_Exercise brief:_
Make an exact copy of the entries below with the pictures removed.

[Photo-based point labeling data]

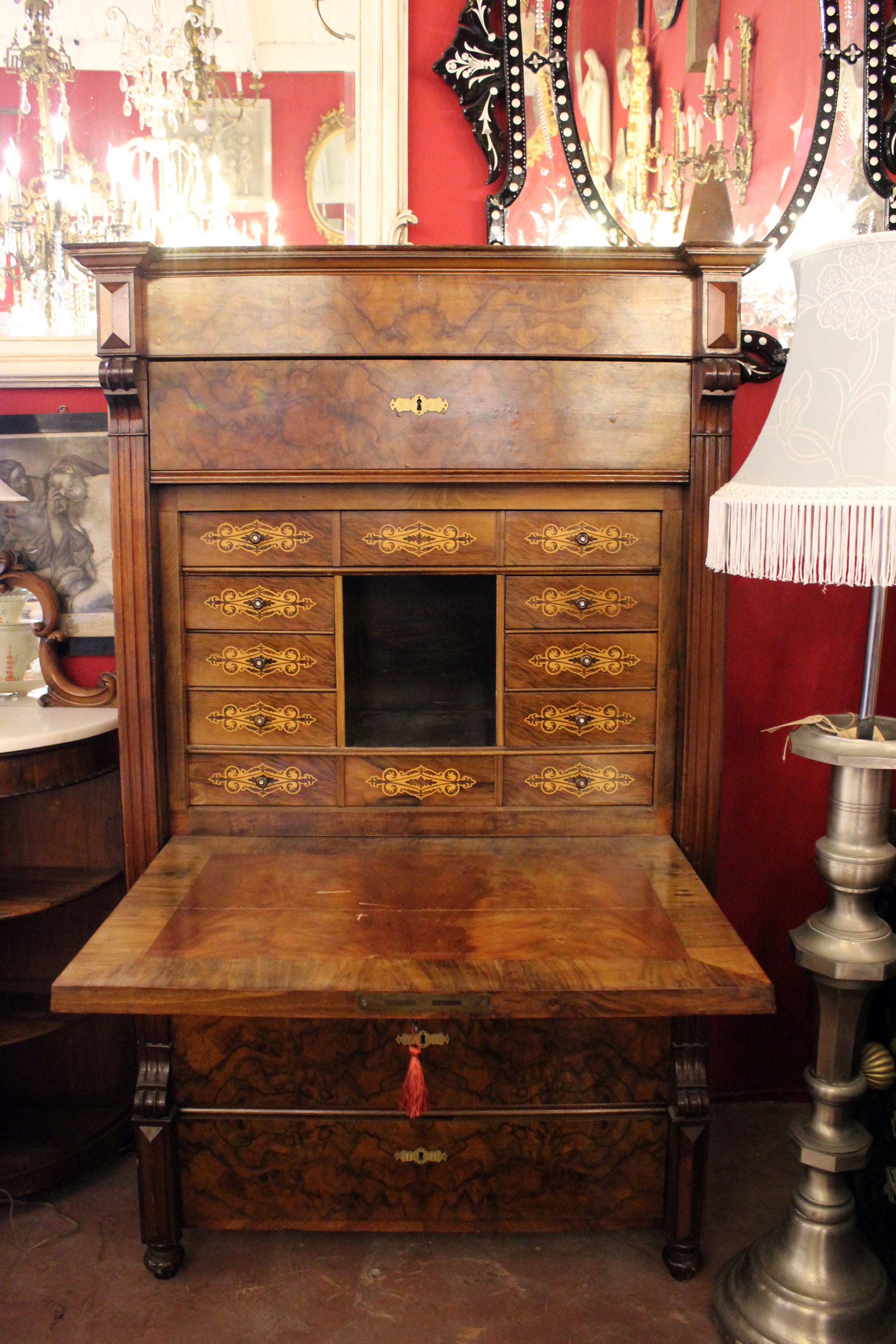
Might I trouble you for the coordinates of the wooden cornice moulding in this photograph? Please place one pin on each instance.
(155, 263)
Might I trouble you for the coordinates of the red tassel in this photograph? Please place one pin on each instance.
(416, 1098)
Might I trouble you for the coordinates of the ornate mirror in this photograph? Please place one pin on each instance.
(330, 174)
(616, 112)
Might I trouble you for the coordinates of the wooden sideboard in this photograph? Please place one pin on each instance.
(421, 668)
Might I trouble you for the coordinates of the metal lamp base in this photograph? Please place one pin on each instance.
(813, 1280)
(806, 1283)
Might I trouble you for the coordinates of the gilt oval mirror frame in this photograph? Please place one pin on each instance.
(335, 127)
(487, 69)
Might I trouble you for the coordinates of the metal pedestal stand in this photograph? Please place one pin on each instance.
(813, 1280)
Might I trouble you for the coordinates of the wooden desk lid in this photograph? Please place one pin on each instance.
(324, 928)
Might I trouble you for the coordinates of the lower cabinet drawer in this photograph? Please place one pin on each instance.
(280, 781)
(511, 1174)
(263, 718)
(469, 1062)
(574, 781)
(565, 718)
(419, 781)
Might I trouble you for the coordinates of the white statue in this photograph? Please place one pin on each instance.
(594, 101)
(624, 77)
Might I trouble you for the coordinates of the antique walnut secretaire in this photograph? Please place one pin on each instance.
(421, 725)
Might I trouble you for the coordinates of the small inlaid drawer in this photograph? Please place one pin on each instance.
(425, 538)
(590, 603)
(576, 661)
(280, 781)
(289, 662)
(578, 780)
(257, 603)
(263, 720)
(593, 539)
(422, 781)
(573, 718)
(245, 541)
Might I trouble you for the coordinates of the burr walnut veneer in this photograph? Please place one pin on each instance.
(419, 705)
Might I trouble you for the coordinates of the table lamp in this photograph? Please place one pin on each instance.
(816, 503)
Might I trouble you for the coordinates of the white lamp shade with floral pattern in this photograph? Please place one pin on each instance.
(816, 499)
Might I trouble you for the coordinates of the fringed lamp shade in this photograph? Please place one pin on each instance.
(816, 499)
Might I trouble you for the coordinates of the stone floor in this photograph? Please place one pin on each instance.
(289, 1288)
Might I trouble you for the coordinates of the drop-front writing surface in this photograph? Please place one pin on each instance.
(421, 664)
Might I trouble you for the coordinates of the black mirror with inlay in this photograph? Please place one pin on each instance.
(419, 661)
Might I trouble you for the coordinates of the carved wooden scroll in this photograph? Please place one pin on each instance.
(59, 689)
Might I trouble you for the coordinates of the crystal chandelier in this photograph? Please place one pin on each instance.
(172, 77)
(166, 187)
(152, 72)
(38, 217)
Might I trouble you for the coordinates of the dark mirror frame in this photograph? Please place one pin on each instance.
(485, 71)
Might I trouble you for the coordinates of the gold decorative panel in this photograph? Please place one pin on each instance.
(580, 718)
(418, 405)
(585, 661)
(582, 538)
(421, 783)
(263, 780)
(257, 538)
(261, 661)
(260, 718)
(581, 601)
(419, 539)
(260, 603)
(580, 780)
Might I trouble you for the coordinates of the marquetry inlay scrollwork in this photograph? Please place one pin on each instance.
(581, 601)
(261, 661)
(582, 538)
(421, 783)
(263, 780)
(260, 603)
(580, 780)
(260, 718)
(585, 661)
(580, 718)
(419, 539)
(257, 538)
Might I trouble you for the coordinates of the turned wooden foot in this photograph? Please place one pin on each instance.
(164, 1261)
(683, 1260)
(688, 1143)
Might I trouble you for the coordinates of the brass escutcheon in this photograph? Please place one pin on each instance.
(422, 1038)
(421, 1156)
(418, 405)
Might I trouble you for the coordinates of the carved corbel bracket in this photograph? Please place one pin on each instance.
(158, 1175)
(688, 1147)
(59, 689)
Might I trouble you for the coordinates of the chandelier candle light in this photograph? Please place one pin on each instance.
(816, 503)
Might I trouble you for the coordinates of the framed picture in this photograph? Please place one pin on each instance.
(59, 466)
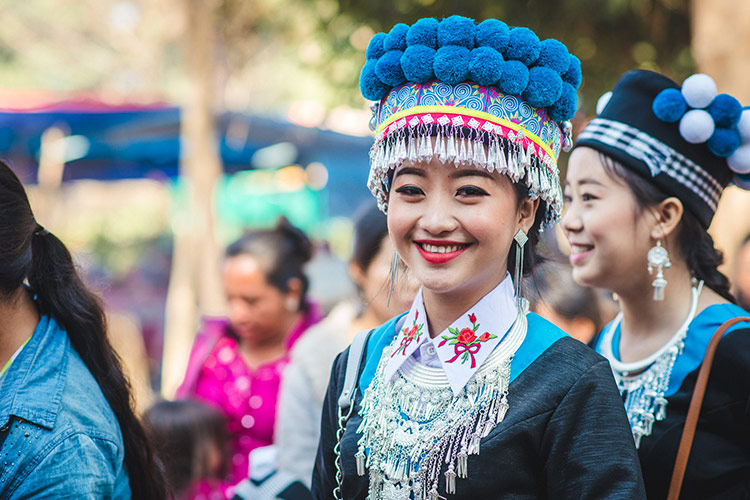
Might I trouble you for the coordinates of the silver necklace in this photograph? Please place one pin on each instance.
(414, 423)
(644, 382)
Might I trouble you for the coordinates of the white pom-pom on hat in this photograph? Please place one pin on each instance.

_Solution:_
Might I trouble you for the coordinates of the wooden cornice moulding in this photograph? Please place one pin on each instance.
(155, 263)
Might I trouble you for the coordinates of the red tassel in this photograph? Please place one pin on each instance.
(416, 1098)
Might I trouble you for the coordinates of the ornate mirror in this photograph? Please place one pin on each instance.
(330, 174)
(616, 112)
Might I trouble you for the coordinates of the wooden sideboard in this photograph? Please place one pin on each instance.
(421, 668)
Might I trouble you for the coordinates of the metal lamp base in this photograph? Please place one pin on each instance.
(813, 1280)
(806, 1283)
Might I trouble you for the coordinates of the gilt oval mirror frame in this photograph? Please place one pin on each instance.
(335, 127)
(487, 69)
Might I trouble you for the coordinates of the metal pedestal stand in this photograph? Please place one pin on each instance.
(813, 1280)
Might I trouble you for the coordinates of the wooden desk lid in this photograph? Please place one pin on each instance.
(324, 928)
Might I trouble you for the coordinates of the lower cabinet drawer in this photograph? Please place one pin on each instance.
(280, 781)
(511, 1174)
(263, 718)
(469, 1062)
(574, 781)
(565, 718)
(419, 781)
Might I trouble you for the coordinates of the white statue in this photograph? Please place one pin on each instance.
(594, 101)
(624, 77)
Might I trouble you for the coordinates of the antique walnut secretaire in this photograph? Please place one pin on each instance.
(421, 725)
Might I trouble you for the coordinates of the small inlaid drawer in this photograph? Please place one pin on each instance.
(425, 538)
(590, 603)
(576, 661)
(280, 781)
(289, 662)
(578, 780)
(257, 603)
(263, 720)
(593, 539)
(422, 781)
(573, 718)
(245, 541)
Might I trouble you for the coordinates of the burr walnut veneer in this photograph? Please place one pin on each instance.
(419, 705)
Might I trouble you for the coordinates of the table lamp in this photograph? Please place one pin on each instance.
(816, 503)
Might I trouble you for the coordinates of the white lamp shade with floral pattern in this photograph? Please place one pin on each instance.
(816, 499)
Might I trouble you for the coordinates of the fringed lamp shade in this photograph? Please place one pin on each instance.
(816, 499)
Might I trouble you for the coordinates of the stone floor in this photograph? Please place one pin on each instance.
(289, 1288)
Might I trouble you for the coordinates of the drop-front writing surface in this photograph? Please place one pin on each instance.
(421, 664)
Might I trouble you for the coordinates of the black mirror with inlay in this photograph? Please place one pin on each instance.
(419, 661)
Might I trouble you for the coordinates of the carved wooden scroll in this photograph? Please place one pin on each instance.
(59, 689)
Might I trouble you for the coordinates of the crystal chandelier in this photograph? Please place one pin on each instance.
(172, 77)
(166, 187)
(152, 72)
(38, 217)
Might I trouble you for the coordinates of the dark mirror frame in this photograph? Please place one pin on each instance.
(485, 71)
Might I trouble you for the coordinates of the gold decorative panel in this photograph? Please place one pin on each instance.
(580, 718)
(418, 405)
(585, 661)
(582, 538)
(421, 783)
(263, 780)
(257, 538)
(261, 661)
(260, 718)
(581, 601)
(419, 539)
(260, 603)
(580, 780)
Might I trouble you for the coordinates of the marquetry inlay scrollwork in this photograph? Please place one pin on each instance.
(581, 601)
(261, 661)
(582, 538)
(421, 783)
(263, 780)
(260, 603)
(580, 780)
(260, 718)
(585, 661)
(580, 718)
(419, 539)
(257, 538)
Might I trouble you for the coordinates of the turned wooden foot in this photograph? Please place one pin on each instance.
(164, 1261)
(683, 1260)
(688, 1143)
Might I trouble you for the coordinates of the brass escutcheon in this photograph? Please place one pin on each instance.
(422, 1038)
(421, 1156)
(418, 405)
Might I trouble you for the coordinates of the carved corbel bracket in this photograph? Please place one pin on each instance.
(158, 1175)
(688, 1147)
(59, 689)
Might I trouble you for the coordinates of the chandelier candle light in this photograph? Please place one pin on each instance.
(816, 503)
Might I trouble you for the coordinates of the framed picture in this photograph? Please place one pin on each instance.
(59, 466)
Might I trouble you for the coordinates of the silver necklace in this photograph? Please place one pin on each instance.
(414, 423)
(644, 382)
Might I trouble you for the coordinates of the white pom-pom on hat in this photograph? Please place one pin on each instance.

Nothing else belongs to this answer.